Text section
-- begin --
Wednesday, August 17, 2011

Absent Blogger Updates Life with a Monster!

Life around here has been nuts, however I have been inspired to write a little bit tonight.

Monster is a whopping 17 months, has 11 teeth (3/4 of his molars) and is constantly looking for something new and dangerous to try and climb. He will have a bruise somewhere at any given time, and is often covered in peanut butter or dirt.

We have also ventured into what I can only describe as "terrible-twodum-ness" which means we have regular battles with the word "No" and a sceaming/squeeling/flinging-himself-onto-the-floor-bull-headed-ness toddler. It's not all loud defiance in our home though. A lot of the rest of the time is spent giggling and chatting. Monster hasn't shown a lot of interest in speaking English, but he is quite fluent and assertive in Monster-speak.

Monster-speak is mostly questions. If you listen closely you can pick out words that sound familiar, but for the most part Monster-speak is my Monster's primary language.

Since the majority of my days are spent out of the home, I have become a better parent to Monster when I'm actually with him. The lack of time we have together has provided me with mommy patience I have never experienced before. Plus, I know my Monster misses me just as much as I miss him while I'm gone, hugs are certainly not in short supply when I return home.



The most recent photo I have of my Monster and I. Please note the ugly yellowing bruise on his forehead.

Wednesday, March 16, 2011

First Steps

Every Wednesday my two oldest nieces come over and babysit my Monster. They take over for Hubbs around 2:30 in the afternoon and tire my tot out by hours of playing and laughing.

February 16th was no ordinary Wednesday, it was the day Monster took his first REAL steps!

Let me back track a little. On February 11th was my oldest nieces Birthday party. Typical Birthdays in our family means everyone joins in the fun, even if you're a teenager and all your friends are going to be there. ;) It was a cool snow covered evening where we all gathered at my in laws. The highlight of my night wasn't the cake (much to my surprise) but watching the two boys running back and forth the length of the rec room in the basement. Reed, my nephew was running full speed back and forth laughing non-stop. Monster on the other hand was stuck waddling behind him pushing a walker-toy.
-- end --
Records provided
-- begin --
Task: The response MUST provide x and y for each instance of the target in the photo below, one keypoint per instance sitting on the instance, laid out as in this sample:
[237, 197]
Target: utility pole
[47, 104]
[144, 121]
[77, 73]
-- end --
Problems
1. Please reproduce the blog text word for word.
2. Switch "utility pole" to "fence post" in the rows and give them again with nothing else changed.
The blog text and the rows have nothing to do with each other.

Solved tasks
1.
Wednesday, August 17, 2011

Absent Blogger Updates Life with a Monster!

Life around here has been nuts, however I have been inspired to write a little bit tonight.

Monster is a whopping 17 months, has 11 teeth (3/4 of his molars) and is constantly looking for something new and dangerous to try and climb. He will have a bruise somewhere at any given time, and is often covered in peanut butter or dirt.

We have also ventured into what I can only describe as "terrible-twodum-ness" which means we have regular battles with the word "No" and a sceaming/squeeling/flinging-himself-onto-the-floor-bull-headed-ness toddler. It's not all loud defiance in our home though. A lot of the rest of the time is spent giggling and chatting. Monster hasn't shown a lot of interest in speaking English, but he is quite fluent and assertive in Monster-speak.

Monster-speak is mostly questions. If you listen closely you can pick out words that sound familiar, but for the most part Monster-speak is my Monster's primary language.

Since the majority of my days are spent out of the home, I have become a better parent to Monster when I'm actually with him. The lack of time we have together has provided me with mommy patience I have never experienced before. Plus, I know my Monster misses me just as much as I miss him while I'm gone, hugs are certainly not in short supply when I return home.



The most recent photo I have of my Monster and I. Please note the ugly yellowing bruise on his forehead.

Wednesday, March 16, 2011

First Steps

Every Wednesday my two oldest nieces come over and babysit my Monster. They take over for Hubbs around 2:30 in the afternoon and tire my tot out by hours of playing and laughing.

February 16th was no ordinary Wednesday, it was the day Monster took his first REAL steps!

Let me back track a little. On February 11th was my oldest nieces Birthday party. Typical Birthdays in our family means everyone joins in the fun, even if you're a teenager and all your friends are going to be there. ;) It was a cool snow covered evening where we all gathered at my in laws. The highlight of my night wasn't the cake (much to my surprise) but watching the two boys running back and forth the length of the rec room in the basement. Reed, my nephew was running full speed back and forth laughing non-stop. Monster on the other hand was stuck waddling behind him pushing a walker-toy.

2.
Task: The response MUST provide x and y for each instance of the target in the photo below, one keypoint per instance sitting on the instance, laid out as in this sample:
[237, 197]
Target: fence post
[47, 104]
[144, 121]
[77, 73]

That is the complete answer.